(Segmentation data)
— Start —
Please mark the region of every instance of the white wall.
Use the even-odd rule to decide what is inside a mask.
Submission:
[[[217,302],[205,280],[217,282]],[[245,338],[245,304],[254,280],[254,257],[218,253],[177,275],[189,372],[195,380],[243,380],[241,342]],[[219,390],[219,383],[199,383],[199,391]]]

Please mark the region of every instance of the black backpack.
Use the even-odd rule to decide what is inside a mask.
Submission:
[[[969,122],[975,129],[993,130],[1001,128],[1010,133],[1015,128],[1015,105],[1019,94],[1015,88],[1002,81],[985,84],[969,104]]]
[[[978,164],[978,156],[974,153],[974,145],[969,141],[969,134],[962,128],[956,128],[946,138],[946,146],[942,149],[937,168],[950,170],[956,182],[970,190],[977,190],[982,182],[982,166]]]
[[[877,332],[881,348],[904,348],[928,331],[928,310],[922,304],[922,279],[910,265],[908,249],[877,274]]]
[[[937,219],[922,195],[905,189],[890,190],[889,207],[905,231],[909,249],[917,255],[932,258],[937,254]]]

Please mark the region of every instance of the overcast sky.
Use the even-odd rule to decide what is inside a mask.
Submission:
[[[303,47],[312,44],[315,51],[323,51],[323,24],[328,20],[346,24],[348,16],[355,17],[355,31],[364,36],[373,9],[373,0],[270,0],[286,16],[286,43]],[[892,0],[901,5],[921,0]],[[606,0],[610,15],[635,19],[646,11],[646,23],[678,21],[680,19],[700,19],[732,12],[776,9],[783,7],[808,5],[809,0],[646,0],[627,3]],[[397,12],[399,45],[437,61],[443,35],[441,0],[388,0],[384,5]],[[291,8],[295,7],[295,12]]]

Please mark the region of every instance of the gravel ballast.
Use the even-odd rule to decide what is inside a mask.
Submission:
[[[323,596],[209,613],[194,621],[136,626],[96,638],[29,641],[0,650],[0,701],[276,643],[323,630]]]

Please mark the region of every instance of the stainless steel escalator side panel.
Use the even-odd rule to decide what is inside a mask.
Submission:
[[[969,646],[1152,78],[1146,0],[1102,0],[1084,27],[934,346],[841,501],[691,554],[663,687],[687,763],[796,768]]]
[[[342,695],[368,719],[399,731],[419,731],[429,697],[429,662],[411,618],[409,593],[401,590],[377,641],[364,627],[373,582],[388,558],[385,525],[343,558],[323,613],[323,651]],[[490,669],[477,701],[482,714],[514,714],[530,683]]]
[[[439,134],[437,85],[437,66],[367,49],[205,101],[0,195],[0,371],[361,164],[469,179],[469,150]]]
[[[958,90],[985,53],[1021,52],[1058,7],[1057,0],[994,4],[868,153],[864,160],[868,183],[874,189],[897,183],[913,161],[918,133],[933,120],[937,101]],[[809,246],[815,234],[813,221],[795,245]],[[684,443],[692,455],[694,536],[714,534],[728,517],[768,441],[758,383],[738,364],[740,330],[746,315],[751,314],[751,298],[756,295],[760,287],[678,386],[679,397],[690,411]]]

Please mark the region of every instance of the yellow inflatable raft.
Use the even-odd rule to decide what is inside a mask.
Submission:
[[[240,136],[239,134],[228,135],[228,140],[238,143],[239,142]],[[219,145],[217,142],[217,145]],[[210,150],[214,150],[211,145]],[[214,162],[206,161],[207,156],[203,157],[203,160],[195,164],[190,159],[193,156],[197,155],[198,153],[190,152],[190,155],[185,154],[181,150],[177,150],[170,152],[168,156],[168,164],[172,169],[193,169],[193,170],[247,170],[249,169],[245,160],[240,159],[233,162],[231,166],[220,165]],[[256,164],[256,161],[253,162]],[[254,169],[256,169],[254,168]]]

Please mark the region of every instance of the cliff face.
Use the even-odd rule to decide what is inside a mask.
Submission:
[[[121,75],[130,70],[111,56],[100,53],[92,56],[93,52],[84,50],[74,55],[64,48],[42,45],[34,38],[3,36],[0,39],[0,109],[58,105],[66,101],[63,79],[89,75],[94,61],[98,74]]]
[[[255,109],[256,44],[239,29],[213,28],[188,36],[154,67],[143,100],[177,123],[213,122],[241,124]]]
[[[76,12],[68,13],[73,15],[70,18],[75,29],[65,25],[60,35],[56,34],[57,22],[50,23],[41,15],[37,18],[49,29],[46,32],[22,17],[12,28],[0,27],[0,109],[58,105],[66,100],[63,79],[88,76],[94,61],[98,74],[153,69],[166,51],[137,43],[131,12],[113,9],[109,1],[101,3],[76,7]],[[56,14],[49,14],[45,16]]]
— End —
:: TASK TO COMPLETE ::
Reproduce the lines above without any change, from the line containing "Please mark the region of every instance of the cliff" through the end of the records.

:: EXPECTED OUTPUT ::
Please mark the region of every instance of the cliff face.
Use the even-odd rule to decide what is inside a mask.
Submission:
[[[121,75],[130,70],[111,56],[100,53],[92,56],[93,52],[84,50],[74,55],[64,48],[42,45],[34,38],[3,36],[0,39],[0,109],[58,105],[66,101],[63,79],[89,75],[94,61],[98,74]]]
[[[255,109],[256,44],[239,29],[213,28],[188,36],[154,67],[143,100],[177,123],[213,122],[241,124]]]
[[[76,12],[68,13],[73,15],[70,18],[75,29],[65,25],[60,35],[56,34],[57,22],[50,23],[41,15],[37,18],[49,29],[46,32],[22,17],[12,28],[0,27],[0,109],[58,105],[66,100],[63,79],[88,76],[94,61],[98,74],[153,69],[166,51],[137,43],[131,12],[113,9],[109,1],[101,3],[76,7]],[[56,14],[49,14],[45,16]]]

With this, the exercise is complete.